[Point-per-instance localization data]
---+---
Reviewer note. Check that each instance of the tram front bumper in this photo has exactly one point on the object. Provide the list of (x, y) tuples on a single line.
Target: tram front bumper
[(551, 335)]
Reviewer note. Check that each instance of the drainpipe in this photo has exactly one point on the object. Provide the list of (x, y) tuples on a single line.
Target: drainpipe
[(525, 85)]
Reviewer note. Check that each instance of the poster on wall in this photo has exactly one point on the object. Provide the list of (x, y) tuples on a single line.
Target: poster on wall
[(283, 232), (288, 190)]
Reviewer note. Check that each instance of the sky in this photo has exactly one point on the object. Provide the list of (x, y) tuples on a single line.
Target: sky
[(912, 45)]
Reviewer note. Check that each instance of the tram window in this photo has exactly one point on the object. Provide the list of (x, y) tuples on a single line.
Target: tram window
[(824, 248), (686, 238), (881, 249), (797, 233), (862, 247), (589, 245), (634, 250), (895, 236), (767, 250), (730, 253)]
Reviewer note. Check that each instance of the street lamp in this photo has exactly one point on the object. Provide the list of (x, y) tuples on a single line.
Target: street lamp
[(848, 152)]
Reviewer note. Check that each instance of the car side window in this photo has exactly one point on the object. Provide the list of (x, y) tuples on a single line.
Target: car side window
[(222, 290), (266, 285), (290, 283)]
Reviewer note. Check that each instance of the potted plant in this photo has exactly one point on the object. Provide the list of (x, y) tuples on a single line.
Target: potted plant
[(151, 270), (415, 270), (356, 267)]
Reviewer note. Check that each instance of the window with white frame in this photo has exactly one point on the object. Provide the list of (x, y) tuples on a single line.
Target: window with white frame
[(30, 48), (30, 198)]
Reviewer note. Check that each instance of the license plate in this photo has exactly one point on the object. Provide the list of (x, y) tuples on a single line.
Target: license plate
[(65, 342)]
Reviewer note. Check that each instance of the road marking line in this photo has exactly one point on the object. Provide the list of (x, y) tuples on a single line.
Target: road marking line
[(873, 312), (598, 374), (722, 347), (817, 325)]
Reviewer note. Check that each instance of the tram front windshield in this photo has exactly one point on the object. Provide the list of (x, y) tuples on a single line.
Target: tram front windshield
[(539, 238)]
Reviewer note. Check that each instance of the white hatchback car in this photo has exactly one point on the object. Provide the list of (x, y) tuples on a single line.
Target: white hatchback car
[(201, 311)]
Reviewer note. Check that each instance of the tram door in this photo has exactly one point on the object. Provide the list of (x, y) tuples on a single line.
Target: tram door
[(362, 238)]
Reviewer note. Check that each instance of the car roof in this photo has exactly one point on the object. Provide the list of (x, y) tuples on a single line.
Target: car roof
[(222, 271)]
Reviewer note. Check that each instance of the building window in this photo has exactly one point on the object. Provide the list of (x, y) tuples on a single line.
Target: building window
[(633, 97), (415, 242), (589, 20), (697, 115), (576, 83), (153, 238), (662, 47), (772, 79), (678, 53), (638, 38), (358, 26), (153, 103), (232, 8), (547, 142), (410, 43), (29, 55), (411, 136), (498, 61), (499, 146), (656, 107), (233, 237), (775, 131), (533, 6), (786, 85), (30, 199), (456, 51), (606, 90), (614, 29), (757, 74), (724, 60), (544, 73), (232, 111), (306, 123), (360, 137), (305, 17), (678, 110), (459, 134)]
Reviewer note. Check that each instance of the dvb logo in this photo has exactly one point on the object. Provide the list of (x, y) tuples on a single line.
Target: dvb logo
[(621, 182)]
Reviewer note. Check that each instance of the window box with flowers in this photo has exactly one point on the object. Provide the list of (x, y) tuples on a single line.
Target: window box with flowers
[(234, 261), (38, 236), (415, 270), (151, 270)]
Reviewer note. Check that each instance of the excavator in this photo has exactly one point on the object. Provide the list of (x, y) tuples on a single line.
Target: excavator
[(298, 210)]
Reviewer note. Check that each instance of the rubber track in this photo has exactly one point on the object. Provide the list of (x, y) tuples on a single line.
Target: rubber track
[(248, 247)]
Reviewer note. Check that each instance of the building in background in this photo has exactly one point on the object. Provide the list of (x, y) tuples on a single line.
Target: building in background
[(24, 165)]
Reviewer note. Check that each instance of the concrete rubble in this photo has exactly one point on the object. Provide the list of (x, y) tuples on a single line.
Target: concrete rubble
---+---
Your instructions:
If a line above contains the word "concrete", list it.

Task solution:
Reviewer note. Check that each instance of the concrete rubble in this photo has exactly one point on the object. Provide the list of (x, y) tuples on a single line.
Target: concrete rubble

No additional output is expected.